- _WHAT IS ASKED_:
Carry on the forum thread about the fueling-log web app, starting right after its last sentence.

------ TEXT PROVIDED

The javascript stuff to make the forms pretty (and disappear when active) is
the very next step. Login cookie is next.

account/login tabbing: I'll fix that. Thanks.

The time calculation is based on midnight of the date you select on the Add
Fueling page. I'll add the time of day, but I don't think people keep track of
their fueling habits that closely.

Regarding editing, I've removed your NULL date, so you can log back in. I'll
add verification to prevent that from happening in the future.

Again, thanks. Awesome.

------
mechanical_fish
Very nice visual design.

Your code will improve at once if you read a Ruby book. For example, you
confess to being confused in your fueling.rb model file --

<GOBBLEDEGOOK>

\-- where you define a class method on the Fueling class, then set an instance
variable (@current_id). I believe this will set @current_id in the scope of
the Fueling class. Then you define a Fueling instance method (validate) and
try to read @current_id inside it -- but it fails, because when you're in an
instance method @current_id refers to a variable in some actual Fueling
_object_ , not to the @current_id that's in the scope of the Fueling _class_.

------------
------ PROVIDED MATERIAL

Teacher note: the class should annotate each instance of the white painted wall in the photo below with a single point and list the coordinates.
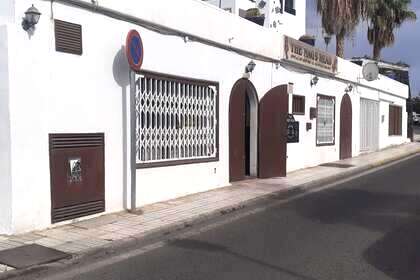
(5, 156)
(53, 92)
(6, 11)
(285, 23)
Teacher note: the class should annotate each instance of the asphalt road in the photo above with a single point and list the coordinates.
(367, 228)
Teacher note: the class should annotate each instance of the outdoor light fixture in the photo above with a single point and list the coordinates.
(262, 4)
(349, 88)
(250, 67)
(31, 18)
(314, 81)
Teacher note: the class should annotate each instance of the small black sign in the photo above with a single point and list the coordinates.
(292, 130)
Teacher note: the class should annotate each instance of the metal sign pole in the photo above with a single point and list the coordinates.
(133, 149)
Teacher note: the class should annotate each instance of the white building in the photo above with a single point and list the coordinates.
(65, 93)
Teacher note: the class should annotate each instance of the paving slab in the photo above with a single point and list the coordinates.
(30, 255)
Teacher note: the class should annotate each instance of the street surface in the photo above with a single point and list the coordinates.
(366, 228)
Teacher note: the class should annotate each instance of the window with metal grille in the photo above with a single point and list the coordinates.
(395, 120)
(298, 105)
(325, 124)
(68, 37)
(289, 6)
(177, 120)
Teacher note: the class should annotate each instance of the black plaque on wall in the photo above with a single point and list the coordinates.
(292, 130)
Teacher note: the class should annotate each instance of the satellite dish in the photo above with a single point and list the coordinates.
(370, 71)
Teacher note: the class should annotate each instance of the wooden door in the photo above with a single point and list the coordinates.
(237, 131)
(346, 128)
(77, 175)
(272, 133)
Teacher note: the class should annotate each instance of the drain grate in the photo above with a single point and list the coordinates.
(30, 255)
(337, 165)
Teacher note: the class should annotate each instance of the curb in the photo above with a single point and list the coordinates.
(165, 231)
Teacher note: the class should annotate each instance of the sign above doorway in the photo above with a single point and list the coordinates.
(134, 50)
(300, 53)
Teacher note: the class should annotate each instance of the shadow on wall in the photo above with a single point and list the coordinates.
(121, 73)
(397, 254)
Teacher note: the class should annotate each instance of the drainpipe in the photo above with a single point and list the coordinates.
(133, 144)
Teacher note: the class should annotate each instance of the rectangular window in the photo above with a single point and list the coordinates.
(289, 7)
(177, 120)
(395, 120)
(298, 105)
(325, 124)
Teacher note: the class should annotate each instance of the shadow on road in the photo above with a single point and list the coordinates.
(397, 254)
(191, 244)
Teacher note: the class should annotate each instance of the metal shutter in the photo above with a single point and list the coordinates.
(369, 125)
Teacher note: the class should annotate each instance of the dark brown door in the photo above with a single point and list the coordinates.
(237, 131)
(346, 128)
(272, 133)
(77, 175)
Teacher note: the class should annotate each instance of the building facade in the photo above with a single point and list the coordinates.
(217, 96)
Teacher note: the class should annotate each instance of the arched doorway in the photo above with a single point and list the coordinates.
(274, 107)
(346, 127)
(243, 131)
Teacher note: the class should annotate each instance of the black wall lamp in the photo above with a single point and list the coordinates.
(31, 18)
(250, 67)
(349, 88)
(314, 81)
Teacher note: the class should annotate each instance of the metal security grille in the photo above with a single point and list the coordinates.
(325, 120)
(369, 125)
(176, 120)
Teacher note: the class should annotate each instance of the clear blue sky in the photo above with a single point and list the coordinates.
(406, 47)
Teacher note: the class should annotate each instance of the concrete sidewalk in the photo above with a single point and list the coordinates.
(82, 237)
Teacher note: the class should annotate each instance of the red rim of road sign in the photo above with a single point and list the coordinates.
(134, 50)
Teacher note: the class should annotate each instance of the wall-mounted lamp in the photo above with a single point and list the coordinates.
(349, 88)
(262, 4)
(31, 18)
(250, 67)
(314, 81)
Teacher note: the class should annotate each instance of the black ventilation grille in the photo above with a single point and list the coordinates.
(68, 37)
(77, 211)
(71, 141)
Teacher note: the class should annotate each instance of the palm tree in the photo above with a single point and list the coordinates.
(384, 16)
(340, 18)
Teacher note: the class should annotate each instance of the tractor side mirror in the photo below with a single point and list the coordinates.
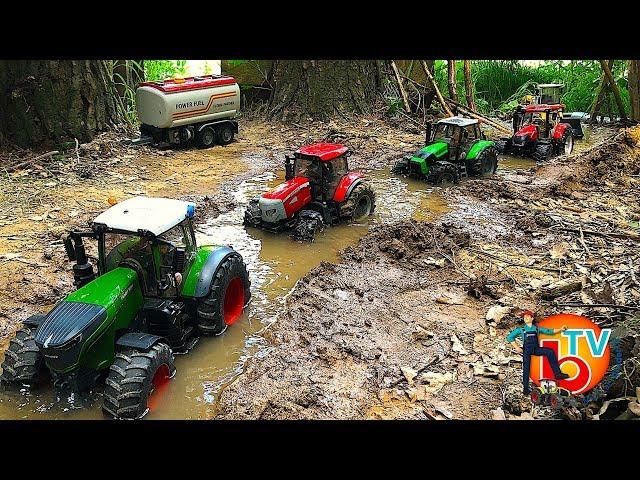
(69, 248)
(288, 168)
(179, 259)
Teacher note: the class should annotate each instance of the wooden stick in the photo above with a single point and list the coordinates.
(614, 88)
(468, 85)
(403, 92)
(445, 107)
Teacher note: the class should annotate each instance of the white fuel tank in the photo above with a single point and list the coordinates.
(184, 101)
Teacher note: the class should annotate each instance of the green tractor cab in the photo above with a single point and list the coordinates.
(153, 293)
(455, 148)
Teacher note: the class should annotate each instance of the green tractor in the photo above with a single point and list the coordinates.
(154, 292)
(456, 147)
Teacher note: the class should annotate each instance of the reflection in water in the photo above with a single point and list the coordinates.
(275, 263)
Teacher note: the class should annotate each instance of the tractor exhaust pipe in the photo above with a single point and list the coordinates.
(83, 271)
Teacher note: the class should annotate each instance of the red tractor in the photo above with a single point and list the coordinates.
(319, 190)
(540, 132)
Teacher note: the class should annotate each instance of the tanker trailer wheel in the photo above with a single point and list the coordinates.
(361, 203)
(225, 302)
(22, 363)
(136, 381)
(206, 137)
(225, 134)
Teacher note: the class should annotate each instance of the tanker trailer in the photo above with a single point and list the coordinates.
(181, 110)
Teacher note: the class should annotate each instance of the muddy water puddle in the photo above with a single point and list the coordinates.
(275, 262)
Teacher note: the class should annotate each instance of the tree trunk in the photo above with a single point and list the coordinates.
(614, 88)
(451, 71)
(468, 85)
(127, 73)
(633, 79)
(48, 101)
(320, 88)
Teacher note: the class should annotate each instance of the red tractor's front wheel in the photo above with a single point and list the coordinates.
(225, 302)
(361, 203)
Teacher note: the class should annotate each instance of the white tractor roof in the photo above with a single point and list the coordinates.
(156, 215)
(459, 121)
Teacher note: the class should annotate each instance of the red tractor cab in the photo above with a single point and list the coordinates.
(319, 190)
(540, 132)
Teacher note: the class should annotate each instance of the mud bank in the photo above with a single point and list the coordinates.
(411, 323)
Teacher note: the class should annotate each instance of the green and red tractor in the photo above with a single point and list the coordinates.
(456, 147)
(154, 292)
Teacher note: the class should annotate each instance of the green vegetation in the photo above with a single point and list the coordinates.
(161, 69)
(500, 84)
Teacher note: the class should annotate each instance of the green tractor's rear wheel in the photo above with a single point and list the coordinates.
(206, 137)
(401, 167)
(443, 174)
(137, 380)
(361, 203)
(22, 363)
(226, 299)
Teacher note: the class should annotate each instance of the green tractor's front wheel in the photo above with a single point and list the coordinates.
(136, 381)
(22, 363)
(225, 302)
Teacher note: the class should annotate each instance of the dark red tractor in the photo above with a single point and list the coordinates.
(318, 190)
(540, 132)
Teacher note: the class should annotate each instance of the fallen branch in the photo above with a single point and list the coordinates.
(544, 269)
(20, 165)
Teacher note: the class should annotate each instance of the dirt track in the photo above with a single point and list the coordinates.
(402, 328)
(398, 329)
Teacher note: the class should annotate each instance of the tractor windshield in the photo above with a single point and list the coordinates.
(305, 167)
(446, 132)
(131, 251)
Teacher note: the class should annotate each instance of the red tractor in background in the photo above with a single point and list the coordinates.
(318, 190)
(540, 132)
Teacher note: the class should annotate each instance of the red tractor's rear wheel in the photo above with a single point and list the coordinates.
(361, 203)
(226, 299)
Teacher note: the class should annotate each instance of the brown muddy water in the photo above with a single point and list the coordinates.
(275, 263)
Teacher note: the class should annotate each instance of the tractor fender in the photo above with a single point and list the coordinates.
(479, 147)
(209, 269)
(559, 130)
(34, 320)
(138, 340)
(346, 186)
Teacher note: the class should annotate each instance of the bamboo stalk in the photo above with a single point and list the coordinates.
(403, 92)
(445, 107)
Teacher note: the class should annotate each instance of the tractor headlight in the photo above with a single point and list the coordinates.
(71, 343)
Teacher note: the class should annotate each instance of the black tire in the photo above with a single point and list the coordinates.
(230, 288)
(361, 203)
(502, 145)
(309, 223)
(132, 379)
(442, 173)
(23, 363)
(224, 134)
(401, 167)
(206, 137)
(253, 215)
(565, 146)
(542, 152)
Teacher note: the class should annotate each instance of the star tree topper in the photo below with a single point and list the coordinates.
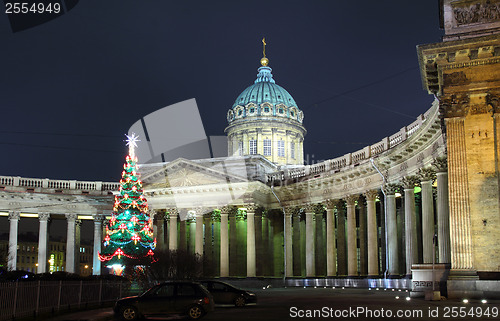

------------

- _FINAL ANSWER_:
</GOBBLEDEGOOK>

You may have no idea what I just said. Even experts can get lost in Ruby's
class hierarchy. So get a Ruby book and it will help you sort out the Ruby
approach to OO programming.

People seem to like "Ruby for Rails", and its author is smart. The Pickaxe
book ("Programming Ruby") is more famous and I liked that just fine, too.
(Don't tell Zed Shaw.) If you're not already intimately familiar with another
OO language, you might _not_ want to learn Ruby from _Why the Lucky Stiff's
_Poignant Guide to Ruby_ (with cartoon foxes!)... although that's what I did.

P.S. Just _today_ I had my accountant explaining to me the importance of
separate tracking for "business" miles that I drive for my company, as well as
tracking total miles driven. Food for thought. Just don't offer that feature
if you plan to take the service down sometime during a tax year...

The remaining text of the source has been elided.